→ REQUIREMENT:
Write out each item below again in full, keeping its instructions and sample outline, and offset every coordinate in the answer outlines by 11. Leave the numbers in the instructions and sample outlines unchanged, and leave out the pictures.

→ MATERIALS PROVIDED:

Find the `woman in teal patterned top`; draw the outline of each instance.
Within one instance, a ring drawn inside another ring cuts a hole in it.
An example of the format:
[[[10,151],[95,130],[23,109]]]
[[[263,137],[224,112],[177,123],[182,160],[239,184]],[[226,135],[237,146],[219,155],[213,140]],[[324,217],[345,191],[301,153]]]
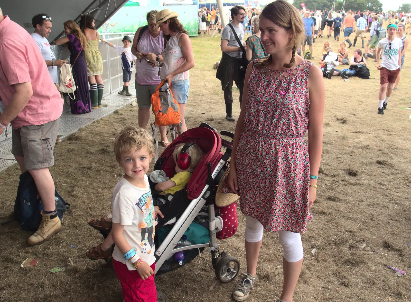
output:
[[[267,55],[263,46],[261,41],[261,32],[259,27],[260,27],[259,16],[254,17],[254,32],[255,34],[250,36],[245,41],[247,44],[247,50],[245,53],[245,57],[249,61],[252,61],[256,59],[266,57]]]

→ SOLUTION BELOW:
Find the `woman in teal patterned top`; draw the outline of each instance.
Within one instance, a ring drawn inside another ring cuts a hole in it.
An example of the format:
[[[10,151],[95,130],[23,109]]]
[[[263,137],[224,112],[177,123],[182,160],[239,184]],[[226,135],[237,146],[219,155],[213,140]],[[324,217],[345,191],[301,153]]]
output:
[[[278,66],[274,57],[272,52],[272,43],[270,38],[271,38],[270,27],[265,28],[265,43],[266,45],[261,47],[256,52],[258,55],[258,61],[256,64],[256,68],[260,72],[263,72],[267,70],[277,68]]]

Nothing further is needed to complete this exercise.